What you will do: Pull out every line of the records below that contains the string "plate", matching case exactly.

Exercise material:

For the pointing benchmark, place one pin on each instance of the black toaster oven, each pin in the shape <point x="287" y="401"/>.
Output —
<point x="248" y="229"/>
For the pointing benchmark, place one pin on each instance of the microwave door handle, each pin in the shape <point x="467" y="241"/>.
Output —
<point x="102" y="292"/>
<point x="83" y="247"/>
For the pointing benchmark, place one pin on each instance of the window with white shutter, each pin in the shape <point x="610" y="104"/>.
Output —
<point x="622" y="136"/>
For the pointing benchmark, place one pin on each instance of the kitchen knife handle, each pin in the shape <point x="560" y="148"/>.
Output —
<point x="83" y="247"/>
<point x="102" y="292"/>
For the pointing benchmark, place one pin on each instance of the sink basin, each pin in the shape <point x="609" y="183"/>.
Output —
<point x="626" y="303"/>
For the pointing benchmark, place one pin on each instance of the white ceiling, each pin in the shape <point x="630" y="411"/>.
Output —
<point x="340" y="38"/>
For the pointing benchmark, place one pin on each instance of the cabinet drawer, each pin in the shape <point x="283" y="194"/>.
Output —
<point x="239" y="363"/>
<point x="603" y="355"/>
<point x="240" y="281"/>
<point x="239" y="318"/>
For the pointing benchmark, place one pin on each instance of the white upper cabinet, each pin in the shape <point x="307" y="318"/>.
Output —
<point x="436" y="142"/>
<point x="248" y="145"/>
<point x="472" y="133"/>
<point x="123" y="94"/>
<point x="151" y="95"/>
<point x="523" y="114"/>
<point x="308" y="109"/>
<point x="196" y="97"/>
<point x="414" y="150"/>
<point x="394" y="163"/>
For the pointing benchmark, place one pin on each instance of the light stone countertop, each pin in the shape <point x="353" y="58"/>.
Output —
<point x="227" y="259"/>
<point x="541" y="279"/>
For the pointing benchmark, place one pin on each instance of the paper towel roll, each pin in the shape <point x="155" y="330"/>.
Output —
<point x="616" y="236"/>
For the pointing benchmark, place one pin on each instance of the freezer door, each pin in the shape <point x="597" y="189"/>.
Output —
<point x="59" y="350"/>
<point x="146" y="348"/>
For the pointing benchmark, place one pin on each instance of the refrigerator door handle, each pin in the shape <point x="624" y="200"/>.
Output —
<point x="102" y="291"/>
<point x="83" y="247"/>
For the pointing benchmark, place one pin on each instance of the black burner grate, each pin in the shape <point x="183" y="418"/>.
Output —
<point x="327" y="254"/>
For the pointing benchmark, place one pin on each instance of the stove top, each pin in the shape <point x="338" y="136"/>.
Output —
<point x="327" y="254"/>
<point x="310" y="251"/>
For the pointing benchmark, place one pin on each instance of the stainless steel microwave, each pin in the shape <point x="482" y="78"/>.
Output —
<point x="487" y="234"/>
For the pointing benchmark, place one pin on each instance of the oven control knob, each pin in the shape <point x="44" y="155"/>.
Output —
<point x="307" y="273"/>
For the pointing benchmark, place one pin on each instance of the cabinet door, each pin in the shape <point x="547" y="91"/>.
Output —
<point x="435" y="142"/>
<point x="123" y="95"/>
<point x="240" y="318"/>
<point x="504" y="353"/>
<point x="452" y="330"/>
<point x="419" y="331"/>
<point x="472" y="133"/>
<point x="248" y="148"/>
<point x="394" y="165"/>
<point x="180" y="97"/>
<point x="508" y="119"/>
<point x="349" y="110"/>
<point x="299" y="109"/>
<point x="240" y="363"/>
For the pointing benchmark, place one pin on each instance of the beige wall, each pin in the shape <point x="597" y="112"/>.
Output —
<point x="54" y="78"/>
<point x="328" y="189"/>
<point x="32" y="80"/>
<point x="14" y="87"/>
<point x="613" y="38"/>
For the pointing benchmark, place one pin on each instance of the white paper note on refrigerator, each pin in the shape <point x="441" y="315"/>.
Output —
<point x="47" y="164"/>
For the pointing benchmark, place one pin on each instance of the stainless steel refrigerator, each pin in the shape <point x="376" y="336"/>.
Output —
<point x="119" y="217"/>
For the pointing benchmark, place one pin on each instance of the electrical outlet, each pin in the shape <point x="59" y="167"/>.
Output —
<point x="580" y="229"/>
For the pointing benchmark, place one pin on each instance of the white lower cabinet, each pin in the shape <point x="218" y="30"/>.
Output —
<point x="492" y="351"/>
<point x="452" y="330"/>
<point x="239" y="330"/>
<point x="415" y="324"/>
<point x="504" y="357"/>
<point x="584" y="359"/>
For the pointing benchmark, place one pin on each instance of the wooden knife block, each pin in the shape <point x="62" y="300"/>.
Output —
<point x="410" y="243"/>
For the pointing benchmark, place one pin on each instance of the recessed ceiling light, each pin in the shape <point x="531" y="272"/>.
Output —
* * *
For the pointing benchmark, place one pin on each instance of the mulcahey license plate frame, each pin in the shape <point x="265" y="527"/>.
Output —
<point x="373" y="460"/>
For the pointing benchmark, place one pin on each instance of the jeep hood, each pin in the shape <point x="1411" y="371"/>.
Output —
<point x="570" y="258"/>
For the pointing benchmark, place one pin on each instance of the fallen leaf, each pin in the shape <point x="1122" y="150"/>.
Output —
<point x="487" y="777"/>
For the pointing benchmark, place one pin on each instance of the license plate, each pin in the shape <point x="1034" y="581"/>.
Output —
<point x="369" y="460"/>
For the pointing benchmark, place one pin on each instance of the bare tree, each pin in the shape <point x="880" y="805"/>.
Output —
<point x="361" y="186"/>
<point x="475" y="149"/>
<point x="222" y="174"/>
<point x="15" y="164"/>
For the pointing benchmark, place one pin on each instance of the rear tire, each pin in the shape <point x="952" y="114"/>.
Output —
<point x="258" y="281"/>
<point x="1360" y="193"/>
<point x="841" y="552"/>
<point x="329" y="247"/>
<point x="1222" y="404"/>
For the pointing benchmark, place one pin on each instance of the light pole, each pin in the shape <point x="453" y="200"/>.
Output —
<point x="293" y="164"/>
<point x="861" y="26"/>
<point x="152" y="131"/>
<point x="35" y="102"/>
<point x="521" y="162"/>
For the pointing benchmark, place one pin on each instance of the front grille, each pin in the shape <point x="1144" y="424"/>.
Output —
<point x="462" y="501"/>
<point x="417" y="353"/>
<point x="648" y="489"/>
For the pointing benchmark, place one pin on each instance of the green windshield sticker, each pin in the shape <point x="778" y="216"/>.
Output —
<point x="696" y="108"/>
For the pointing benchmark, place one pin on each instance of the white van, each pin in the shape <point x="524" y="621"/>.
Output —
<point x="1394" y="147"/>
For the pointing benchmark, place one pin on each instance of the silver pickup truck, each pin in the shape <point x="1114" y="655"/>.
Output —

Solution:
For the pointing benchmark, place one pin on each instance of the mulcahey license plate frame, each pin in the shape <point x="265" y="527"/>.
For the pointing benchmark, place one pin on each instance of the license plate, each pin in the shape <point x="1034" y="581"/>.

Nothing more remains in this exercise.